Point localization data
________________

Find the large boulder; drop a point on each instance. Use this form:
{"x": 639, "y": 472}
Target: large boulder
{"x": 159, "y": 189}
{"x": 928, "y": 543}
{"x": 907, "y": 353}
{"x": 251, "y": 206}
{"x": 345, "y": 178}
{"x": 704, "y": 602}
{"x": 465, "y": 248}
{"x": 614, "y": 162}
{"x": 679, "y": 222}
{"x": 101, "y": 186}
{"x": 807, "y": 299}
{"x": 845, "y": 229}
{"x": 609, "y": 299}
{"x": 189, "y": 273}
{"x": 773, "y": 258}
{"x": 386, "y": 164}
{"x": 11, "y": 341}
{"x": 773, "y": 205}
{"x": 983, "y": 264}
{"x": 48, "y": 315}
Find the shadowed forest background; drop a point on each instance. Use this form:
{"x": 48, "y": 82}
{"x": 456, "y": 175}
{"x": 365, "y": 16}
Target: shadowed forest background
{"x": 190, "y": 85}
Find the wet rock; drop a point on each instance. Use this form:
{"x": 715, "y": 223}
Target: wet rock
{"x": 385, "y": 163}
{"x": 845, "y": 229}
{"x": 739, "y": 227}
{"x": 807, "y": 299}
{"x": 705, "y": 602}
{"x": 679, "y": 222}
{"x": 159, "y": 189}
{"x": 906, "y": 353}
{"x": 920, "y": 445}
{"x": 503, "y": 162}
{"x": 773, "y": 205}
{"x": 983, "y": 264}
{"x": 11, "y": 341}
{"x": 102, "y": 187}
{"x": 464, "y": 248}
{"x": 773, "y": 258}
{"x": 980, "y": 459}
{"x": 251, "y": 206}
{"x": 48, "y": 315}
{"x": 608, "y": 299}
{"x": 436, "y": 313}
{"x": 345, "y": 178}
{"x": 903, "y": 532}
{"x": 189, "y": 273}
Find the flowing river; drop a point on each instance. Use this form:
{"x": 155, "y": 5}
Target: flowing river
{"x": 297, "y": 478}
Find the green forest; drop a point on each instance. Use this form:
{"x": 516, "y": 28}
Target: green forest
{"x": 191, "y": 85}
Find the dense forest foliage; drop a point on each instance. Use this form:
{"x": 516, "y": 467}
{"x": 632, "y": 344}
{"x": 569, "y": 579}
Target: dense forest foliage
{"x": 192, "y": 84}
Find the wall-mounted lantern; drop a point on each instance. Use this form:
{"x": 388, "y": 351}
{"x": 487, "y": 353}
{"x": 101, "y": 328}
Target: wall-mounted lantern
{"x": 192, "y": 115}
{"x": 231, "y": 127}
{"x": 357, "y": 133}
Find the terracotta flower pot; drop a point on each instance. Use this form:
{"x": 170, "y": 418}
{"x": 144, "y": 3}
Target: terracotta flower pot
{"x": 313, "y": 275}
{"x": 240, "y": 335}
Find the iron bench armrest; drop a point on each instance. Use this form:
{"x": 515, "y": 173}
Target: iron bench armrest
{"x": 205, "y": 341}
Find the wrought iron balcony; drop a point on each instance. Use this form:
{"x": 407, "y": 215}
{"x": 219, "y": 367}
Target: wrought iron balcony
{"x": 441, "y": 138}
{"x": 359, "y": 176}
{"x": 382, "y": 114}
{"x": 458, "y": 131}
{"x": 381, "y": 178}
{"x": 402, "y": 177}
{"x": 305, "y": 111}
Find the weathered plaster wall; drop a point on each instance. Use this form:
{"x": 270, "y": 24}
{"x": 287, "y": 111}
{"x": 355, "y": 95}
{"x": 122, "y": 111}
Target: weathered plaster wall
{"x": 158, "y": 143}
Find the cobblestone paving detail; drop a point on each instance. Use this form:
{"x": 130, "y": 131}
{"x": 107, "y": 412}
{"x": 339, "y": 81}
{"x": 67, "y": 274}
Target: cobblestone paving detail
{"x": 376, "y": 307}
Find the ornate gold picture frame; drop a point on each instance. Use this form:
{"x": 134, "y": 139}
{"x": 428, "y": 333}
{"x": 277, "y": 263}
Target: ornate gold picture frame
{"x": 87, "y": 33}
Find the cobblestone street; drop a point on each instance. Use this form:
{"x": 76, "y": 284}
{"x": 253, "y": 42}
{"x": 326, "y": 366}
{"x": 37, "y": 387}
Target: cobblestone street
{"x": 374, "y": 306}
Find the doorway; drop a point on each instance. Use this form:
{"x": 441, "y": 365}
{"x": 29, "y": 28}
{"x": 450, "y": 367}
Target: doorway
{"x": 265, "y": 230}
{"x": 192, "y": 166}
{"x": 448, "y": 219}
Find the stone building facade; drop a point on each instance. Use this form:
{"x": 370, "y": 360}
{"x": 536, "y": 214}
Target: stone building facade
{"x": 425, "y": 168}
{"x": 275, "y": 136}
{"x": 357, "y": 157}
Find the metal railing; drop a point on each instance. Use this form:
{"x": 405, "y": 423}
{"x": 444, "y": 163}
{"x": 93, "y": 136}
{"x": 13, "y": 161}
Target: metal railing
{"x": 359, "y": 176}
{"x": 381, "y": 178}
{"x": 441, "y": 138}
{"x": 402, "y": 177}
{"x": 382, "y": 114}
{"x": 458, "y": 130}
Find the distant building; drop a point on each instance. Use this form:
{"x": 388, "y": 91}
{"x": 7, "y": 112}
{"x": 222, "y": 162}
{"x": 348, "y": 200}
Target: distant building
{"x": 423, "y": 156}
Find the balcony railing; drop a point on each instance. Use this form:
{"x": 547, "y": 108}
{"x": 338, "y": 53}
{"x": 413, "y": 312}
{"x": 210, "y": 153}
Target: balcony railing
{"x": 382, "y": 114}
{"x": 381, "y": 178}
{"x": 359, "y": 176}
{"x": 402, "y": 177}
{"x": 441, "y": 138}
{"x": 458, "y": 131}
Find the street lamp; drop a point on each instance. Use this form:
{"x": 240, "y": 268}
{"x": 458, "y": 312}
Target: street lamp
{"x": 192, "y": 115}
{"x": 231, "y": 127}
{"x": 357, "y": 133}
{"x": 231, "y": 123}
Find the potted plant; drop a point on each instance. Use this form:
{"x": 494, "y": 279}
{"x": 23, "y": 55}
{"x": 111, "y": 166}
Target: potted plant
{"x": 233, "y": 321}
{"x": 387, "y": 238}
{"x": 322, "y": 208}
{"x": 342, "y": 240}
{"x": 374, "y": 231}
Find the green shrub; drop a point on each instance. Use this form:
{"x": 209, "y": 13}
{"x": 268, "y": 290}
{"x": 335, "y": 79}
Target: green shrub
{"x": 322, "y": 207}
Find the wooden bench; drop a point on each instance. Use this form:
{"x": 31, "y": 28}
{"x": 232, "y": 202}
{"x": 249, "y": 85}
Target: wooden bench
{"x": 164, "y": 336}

________________

● Assigned task
Return all of the entries exactly as they were supplied.

● Result of this exercise
Find the large boulder; drop a point on each instance. Use this form:
{"x": 639, "y": 472}
Target: large boulder
{"x": 159, "y": 189}
{"x": 928, "y": 543}
{"x": 907, "y": 353}
{"x": 251, "y": 206}
{"x": 345, "y": 178}
{"x": 704, "y": 602}
{"x": 465, "y": 248}
{"x": 614, "y": 162}
{"x": 679, "y": 222}
{"x": 101, "y": 186}
{"x": 807, "y": 299}
{"x": 845, "y": 229}
{"x": 609, "y": 299}
{"x": 189, "y": 273}
{"x": 773, "y": 258}
{"x": 386, "y": 164}
{"x": 11, "y": 341}
{"x": 773, "y": 205}
{"x": 983, "y": 264}
{"x": 48, "y": 315}
Find the shadowed forest background; drop a point on each instance. Use this form:
{"x": 48, "y": 82}
{"x": 456, "y": 175}
{"x": 365, "y": 16}
Target: shadowed forest background
{"x": 190, "y": 85}
Find the wet rock; drop a point on each instance. Use this form:
{"x": 715, "y": 223}
Target: wet rock
{"x": 385, "y": 163}
{"x": 845, "y": 229}
{"x": 739, "y": 227}
{"x": 807, "y": 299}
{"x": 705, "y": 602}
{"x": 679, "y": 222}
{"x": 159, "y": 189}
{"x": 906, "y": 353}
{"x": 920, "y": 445}
{"x": 503, "y": 162}
{"x": 773, "y": 205}
{"x": 983, "y": 264}
{"x": 11, "y": 341}
{"x": 102, "y": 187}
{"x": 464, "y": 248}
{"x": 773, "y": 258}
{"x": 980, "y": 459}
{"x": 251, "y": 206}
{"x": 48, "y": 315}
{"x": 608, "y": 299}
{"x": 436, "y": 313}
{"x": 345, "y": 178}
{"x": 903, "y": 532}
{"x": 189, "y": 273}
Find the flowing river; drop a point on each instance. Use this form:
{"x": 155, "y": 5}
Target: flowing river
{"x": 297, "y": 478}
Find the green forest; drop a point on each instance. Use this form:
{"x": 516, "y": 28}
Target: green forest
{"x": 191, "y": 85}
Find the dense forest foliage; drop a point on each instance. Use this form:
{"x": 516, "y": 467}
{"x": 632, "y": 344}
{"x": 569, "y": 579}
Target: dense forest foliage
{"x": 192, "y": 84}
Find the wall-mounted lantern; drop a point on each instance. Use this form:
{"x": 388, "y": 351}
{"x": 487, "y": 353}
{"x": 101, "y": 328}
Target: wall-mounted lantern
{"x": 192, "y": 115}
{"x": 231, "y": 127}
{"x": 357, "y": 133}
Find the terracotta flower pot; drop a point on each instance. Use this form:
{"x": 170, "y": 418}
{"x": 144, "y": 3}
Target: terracotta flower pot
{"x": 313, "y": 275}
{"x": 240, "y": 335}
Find the iron bench armrest; drop a point on each instance. Use this form:
{"x": 515, "y": 173}
Target: iron bench armrest
{"x": 205, "y": 341}
Find the wrought iron balcony; drop a point on each instance. Use this form:
{"x": 407, "y": 215}
{"x": 219, "y": 367}
Target: wrought iron balcony
{"x": 441, "y": 138}
{"x": 359, "y": 176}
{"x": 382, "y": 114}
{"x": 458, "y": 131}
{"x": 381, "y": 178}
{"x": 402, "y": 177}
{"x": 305, "y": 111}
Find the weathered plaster wall; drop a point on each instance. Use this form:
{"x": 270, "y": 24}
{"x": 287, "y": 111}
{"x": 355, "y": 95}
{"x": 122, "y": 111}
Target: weathered plaster wall
{"x": 158, "y": 143}
Find the cobblestone paving detail; drop a point on each instance. Use this form:
{"x": 130, "y": 131}
{"x": 107, "y": 412}
{"x": 339, "y": 81}
{"x": 67, "y": 274}
Target: cobblestone paving detail
{"x": 376, "y": 307}
Find the ornate gold picture frame; drop a point on each instance. Use this form:
{"x": 134, "y": 139}
{"x": 428, "y": 333}
{"x": 277, "y": 263}
Target: ornate gold picture frame
{"x": 87, "y": 33}
Find the cobblestone street; drop a point on each instance. Use this form:
{"x": 76, "y": 284}
{"x": 253, "y": 42}
{"x": 326, "y": 366}
{"x": 37, "y": 387}
Target: cobblestone street
{"x": 374, "y": 306}
Find the doorway; drop a point on each instance. Use this form:
{"x": 441, "y": 365}
{"x": 29, "y": 28}
{"x": 450, "y": 367}
Target: doorway
{"x": 265, "y": 230}
{"x": 192, "y": 166}
{"x": 448, "y": 219}
Find the stone building facade; drop a point on each instance. Use this form:
{"x": 370, "y": 360}
{"x": 536, "y": 214}
Target: stone building facade
{"x": 425, "y": 168}
{"x": 275, "y": 136}
{"x": 357, "y": 157}
Find the metal railing; drop a point on each instance. Use this form:
{"x": 405, "y": 423}
{"x": 444, "y": 163}
{"x": 93, "y": 136}
{"x": 13, "y": 161}
Target: metal railing
{"x": 359, "y": 176}
{"x": 381, "y": 178}
{"x": 441, "y": 138}
{"x": 402, "y": 177}
{"x": 382, "y": 114}
{"x": 458, "y": 130}
Find the distant building; drop a point on each instance. Use this form:
{"x": 388, "y": 91}
{"x": 7, "y": 112}
{"x": 222, "y": 162}
{"x": 348, "y": 200}
Target: distant building
{"x": 423, "y": 156}
Find the balcony railing; drop a point on each instance. Use this form:
{"x": 547, "y": 108}
{"x": 338, "y": 53}
{"x": 413, "y": 312}
{"x": 210, "y": 153}
Target: balcony railing
{"x": 382, "y": 114}
{"x": 381, "y": 178}
{"x": 359, "y": 176}
{"x": 402, "y": 177}
{"x": 441, "y": 138}
{"x": 458, "y": 131}
Find the street lamp; drop a point on each instance. Use this form:
{"x": 240, "y": 268}
{"x": 458, "y": 312}
Target: street lamp
{"x": 192, "y": 115}
{"x": 231, "y": 127}
{"x": 357, "y": 133}
{"x": 231, "y": 123}
Find the potted plant; drop a point on each instance. Use this form:
{"x": 494, "y": 279}
{"x": 23, "y": 55}
{"x": 111, "y": 166}
Target: potted plant
{"x": 233, "y": 321}
{"x": 387, "y": 238}
{"x": 322, "y": 208}
{"x": 342, "y": 240}
{"x": 374, "y": 231}
Find the green shrub; drop a point on each instance. Use this form:
{"x": 209, "y": 13}
{"x": 268, "y": 290}
{"x": 335, "y": 79}
Target: green shrub
{"x": 322, "y": 207}
Find the wooden bench; drop a point on each instance. Use this form:
{"x": 31, "y": 28}
{"x": 232, "y": 202}
{"x": 249, "y": 85}
Target: wooden bench
{"x": 164, "y": 336}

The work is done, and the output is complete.